COSA SI RICHIEDE:
1) Riscriva il passo della cronaca della battaglia da "Il Castello di" a "verso il Tirreno.", sostituendo "Arezzo" con "Siena".
2) Scriva il seguito della cronaca della battaglia, riprendendo subito dopo l’ultima frase riportata.

ESTRATTO:
Plastico con lo schieramento dei due esercito

Cronaca dello storico evento cui partecipò, in prima linea, il giovane Dante

Di Gianni Marucelli

Quella mattina di tarda primavera, si era all’11 di giugno, gli spalti del castello di Poppi erano insolitamente affollati. Oltre ai soldati di guarnigione, molti servi, che in genere a quell’ora attendevano alle loro incombenze all’interno, e alcuni ospiti osservavano con attenzione ciò che accadeva nella vallata, verso occidente. Ma ciò che riuscivano a scorgere era solo un gran polverone, suscitato da migliaia di uomini e di cavalli che lottavano strenuamente per restare in vita, in primo luogo, e per sconfiggere un nemico agguerrito.

Il Castello di Poppi

Sulla sinistra di quella nuvola di polvere, a stento si riuscivano a scorgere le rive dell’Arno, fitte di vegetazione. Sulla destra, oltre ad alcuni casolari, l’edificio recente della chiesa e del monastero di Certomondo, a meno di un miglio dal castello, dove erano visibili le insegne del castellano Conte Guido Novello, immobile alla testa dei suoi cavalieri e dei suoi fanti, che costituivano la riserva dell’esercito ghibellino.

Ognuno in cuor suo era consapevole che si stavano decidendo le sorti di due città, Firenze ed Arezzo, in lotta per l’egemonia sulla Toscana, ma anche delle due antiche fazioni contrapposte dei Guelfi, che nella città del Fiore detenevano ora il potere, e dei Ghibellini, che lo avevano in pugno in Casentino come nella media vallata dell’Arno, là dove il fiume cambia direzione e scorre verso il Tirreno.

La sera innanzi, la sala del castello aveva ospitato la cena dei maggiorenti ghibellini. Si era bevuto molto e si era discusso accesamente, ma le decisioni erano già state prese, anche se non tutti i comandanti erano stati d’accordo sulla tattica da tenere.

DATI FORNITI:
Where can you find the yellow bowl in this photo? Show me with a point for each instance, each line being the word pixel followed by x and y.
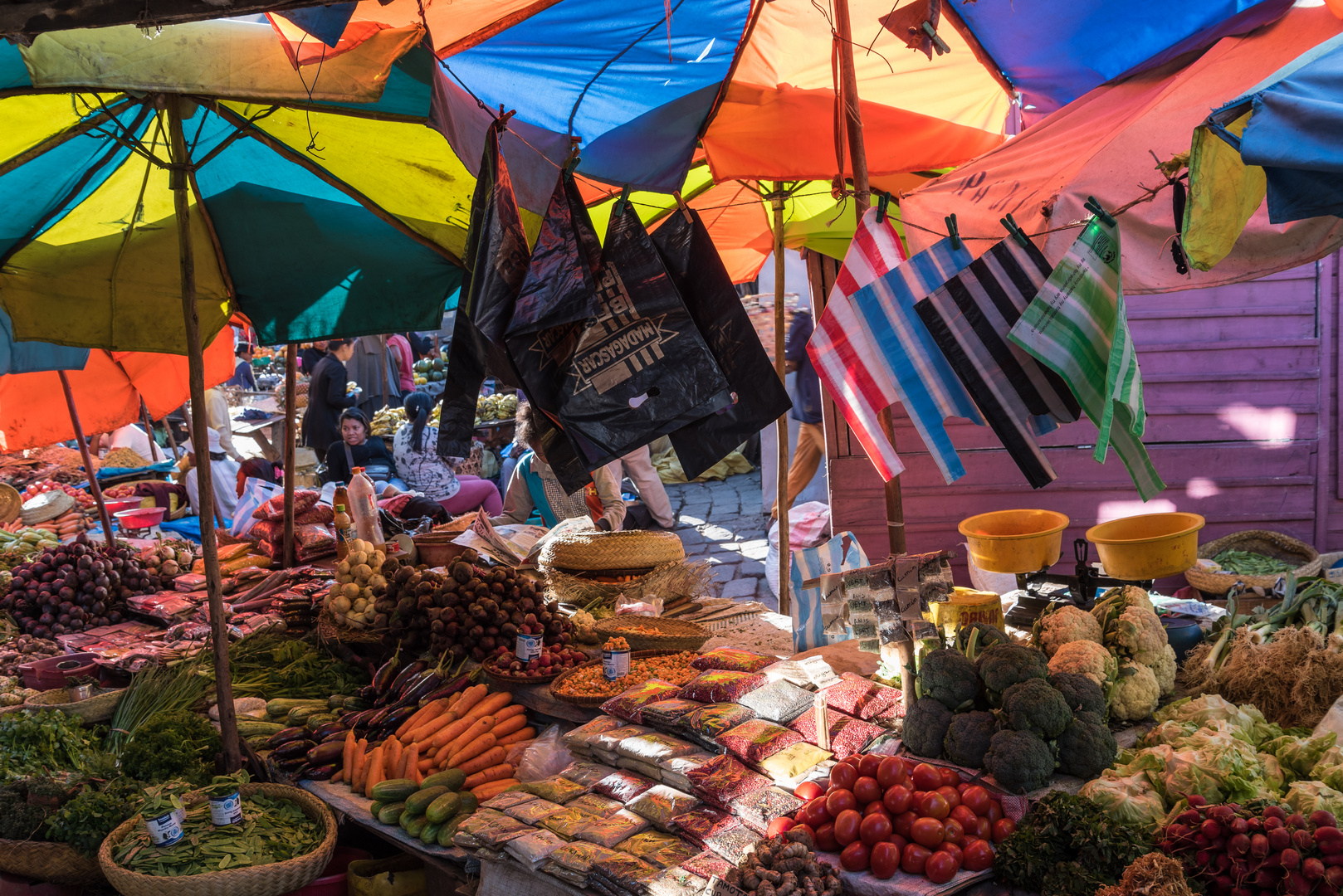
pixel 1147 546
pixel 1014 540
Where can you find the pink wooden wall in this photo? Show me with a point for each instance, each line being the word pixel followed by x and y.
pixel 1241 422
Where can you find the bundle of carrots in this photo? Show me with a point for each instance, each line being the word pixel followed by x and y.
pixel 469 731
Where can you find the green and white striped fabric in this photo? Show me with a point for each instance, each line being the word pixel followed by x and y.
pixel 1076 327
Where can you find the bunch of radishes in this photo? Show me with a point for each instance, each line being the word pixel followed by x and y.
pixel 1244 852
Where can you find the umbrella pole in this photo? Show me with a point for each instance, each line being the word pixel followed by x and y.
pixel 291 387
pixel 200 436
pixel 87 458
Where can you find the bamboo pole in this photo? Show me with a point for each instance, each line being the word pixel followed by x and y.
pixel 291 399
pixel 200 436
pixel 87 458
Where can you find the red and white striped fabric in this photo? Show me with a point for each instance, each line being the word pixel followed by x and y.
pixel 845 359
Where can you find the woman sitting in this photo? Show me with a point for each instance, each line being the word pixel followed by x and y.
pixel 425 470
pixel 358 449
pixel 536 496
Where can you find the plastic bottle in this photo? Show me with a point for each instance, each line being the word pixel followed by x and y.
pixel 363 508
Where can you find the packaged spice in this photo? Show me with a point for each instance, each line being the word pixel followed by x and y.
pixel 719 685
pixel 660 805
pixel 732 660
pixel 622 786
pixel 779 702
pixel 756 739
pixel 629 704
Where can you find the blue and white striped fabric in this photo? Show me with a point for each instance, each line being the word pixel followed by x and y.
pixel 927 386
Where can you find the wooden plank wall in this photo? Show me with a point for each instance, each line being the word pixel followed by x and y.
pixel 1241 399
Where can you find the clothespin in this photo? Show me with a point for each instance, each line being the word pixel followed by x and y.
pixel 951 231
pixel 1095 207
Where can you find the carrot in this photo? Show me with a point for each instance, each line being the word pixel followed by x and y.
pixel 493 772
pixel 517 737
pixel 471 750
pixel 491 757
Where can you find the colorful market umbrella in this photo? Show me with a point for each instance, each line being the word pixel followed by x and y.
pixel 1107 145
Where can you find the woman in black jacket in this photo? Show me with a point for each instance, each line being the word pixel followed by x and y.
pixel 326 397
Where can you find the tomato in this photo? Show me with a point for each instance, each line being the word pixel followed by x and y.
pixel 927 832
pixel 977 855
pixel 892 772
pixel 838 801
pixel 904 822
pixel 940 868
pixel 977 800
pixel 934 805
pixel 925 777
pixel 842 777
pixel 914 859
pixel 886 860
pixel 897 798
pixel 808 790
pixel 867 789
pixel 856 856
pixel 875 829
pixel 847 826
pixel 825 839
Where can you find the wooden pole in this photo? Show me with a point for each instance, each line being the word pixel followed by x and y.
pixel 200 434
pixel 87 458
pixel 782 497
pixel 291 399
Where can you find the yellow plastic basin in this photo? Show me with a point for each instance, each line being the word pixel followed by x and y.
pixel 1014 540
pixel 1147 546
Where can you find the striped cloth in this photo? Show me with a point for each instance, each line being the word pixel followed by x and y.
pixel 847 362
pixel 1077 327
pixel 969 317
pixel 924 383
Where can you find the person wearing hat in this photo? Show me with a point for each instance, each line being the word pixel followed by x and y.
pixel 223 473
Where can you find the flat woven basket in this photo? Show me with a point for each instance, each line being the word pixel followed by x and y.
pixel 95 709
pixel 50 863
pixel 1273 544
pixel 591 551
pixel 260 880
pixel 673 635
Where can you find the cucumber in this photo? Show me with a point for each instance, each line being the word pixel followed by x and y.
pixel 393 789
pixel 453 779
pixel 443 807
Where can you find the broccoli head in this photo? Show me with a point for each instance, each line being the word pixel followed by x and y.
pixel 949 677
pixel 1018 761
pixel 1006 664
pixel 967 738
pixel 925 727
pixel 1082 694
pixel 1033 705
pixel 1087 747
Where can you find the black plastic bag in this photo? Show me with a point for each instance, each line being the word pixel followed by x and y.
pixel 695 266
pixel 497 261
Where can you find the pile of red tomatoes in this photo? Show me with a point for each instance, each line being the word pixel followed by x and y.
pixel 882 813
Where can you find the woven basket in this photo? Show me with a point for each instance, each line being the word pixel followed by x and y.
pixel 675 635
pixel 95 709
pixel 1273 544
pixel 50 863
pixel 598 702
pixel 261 880
pixel 591 551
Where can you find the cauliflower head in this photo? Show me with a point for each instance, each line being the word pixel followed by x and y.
pixel 1136 692
pixel 1086 659
pixel 1065 625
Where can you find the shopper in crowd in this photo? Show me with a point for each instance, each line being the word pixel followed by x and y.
pixel 423 470
pixel 535 494
pixel 326 397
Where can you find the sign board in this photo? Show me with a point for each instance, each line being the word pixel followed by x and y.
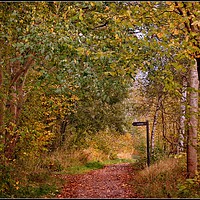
pixel 139 123
pixel 147 129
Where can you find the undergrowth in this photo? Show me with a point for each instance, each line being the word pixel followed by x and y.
pixel 165 178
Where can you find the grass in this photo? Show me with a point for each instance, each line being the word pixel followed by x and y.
pixel 165 179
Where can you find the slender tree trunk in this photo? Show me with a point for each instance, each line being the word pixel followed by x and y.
pixel 154 124
pixel 14 105
pixel 193 123
pixel 182 118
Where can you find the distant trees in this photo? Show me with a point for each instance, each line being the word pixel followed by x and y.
pixel 74 63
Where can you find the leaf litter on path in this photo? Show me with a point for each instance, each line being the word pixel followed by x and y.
pixel 113 181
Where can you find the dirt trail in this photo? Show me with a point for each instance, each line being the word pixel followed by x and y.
pixel 110 182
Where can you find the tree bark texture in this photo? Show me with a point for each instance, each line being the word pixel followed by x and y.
pixel 193 123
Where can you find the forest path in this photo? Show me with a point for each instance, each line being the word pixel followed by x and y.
pixel 113 181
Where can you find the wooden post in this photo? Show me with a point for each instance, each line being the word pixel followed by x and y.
pixel 147 129
pixel 148 151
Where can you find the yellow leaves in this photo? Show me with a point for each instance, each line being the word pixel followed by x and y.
pixel 92 4
pixel 106 8
pixel 168 3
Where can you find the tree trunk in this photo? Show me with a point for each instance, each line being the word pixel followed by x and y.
pixel 193 123
pixel 182 118
pixel 14 105
pixel 154 125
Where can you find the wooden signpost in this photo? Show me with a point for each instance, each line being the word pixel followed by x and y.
pixel 147 129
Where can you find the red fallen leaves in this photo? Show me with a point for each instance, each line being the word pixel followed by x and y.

RISPOSTE ALL’ESERCIZIO:
1)
Il Castello di Poppi

Sulla sinistra di quella nuvola di polvere, a stento si riuscivano a scorgere le rive dell’Arno, fitte di vegetazione. Sulla destra, oltre ad alcuni casolari, l’edificio recente della chiesa e del monastero di Certomondo, a meno di un miglio dal castello, dove erano visibili le insegne del castellano Conte Guido Novello, immobile alla testa dei suoi cavalieri e dei suoi fanti, che costituivano la riserva dell’esercito ghibellino.

Ognuno in cuor suo era consapevole che si stavano decidendo le sorti di due città, Firenze ed Siena, in lotta per l’egemonia sulla Toscana, ma anche delle due antiche fazioni contrapposte dei Guelfi, che nella città del Fiore detenevano ora il potere, e dei Ghibellini, che lo avevano in pugno in Casentino come nella media vallata dell’Arno, là dove il fiume cambia direzione e scorre verso il Tirreno.

2)
Plastico con lo schieramento dei due esercito

Una cosa era apparsa comunque evidente: gli aretini erano inferiori di numero, sia come cavalieri che come fanti. Lo aveva ribadito soprattutto Bonconte di Montefeltro, che era stato in ricognizione il giorno precedente e si era ben reso conto della precarietà della situazione. Quando aveva proposto di non accettare il guanto di sfida lanciato dai fiorentini, l’anziano e burbero vescovo Guglielmino degli Ubaldini, che maneggiava meglio la mazza ferrata dell’aspersorio, lo aveva quasi tacciato di essere un contafrottole, se non un vigliacco, anche se era consapevole che Bonconte era il più valente tra i guerrieri aretini.

Il giovane Montefeltro aveva risposto laconicamente: “Se voi verrete là dov’io son stato, non tornerete più indietro.”

Forse pochi sapevano, allora, che nelle settimane precedenti Guglielmino aveva cercato di comprare la pace dai Fiorentini, offrendo in cambio vasti possedimenti di sua proprietà. Se quella voce si fosse diffusa, probabilmente il vescovo avrebbe rischiato il linciaggio. Era perciò necessario, per lui, giocare il tutto per tutto sul campo, mettendo a tacere ogni chiacchiera, o con la vittoria o con una morte da valoroso.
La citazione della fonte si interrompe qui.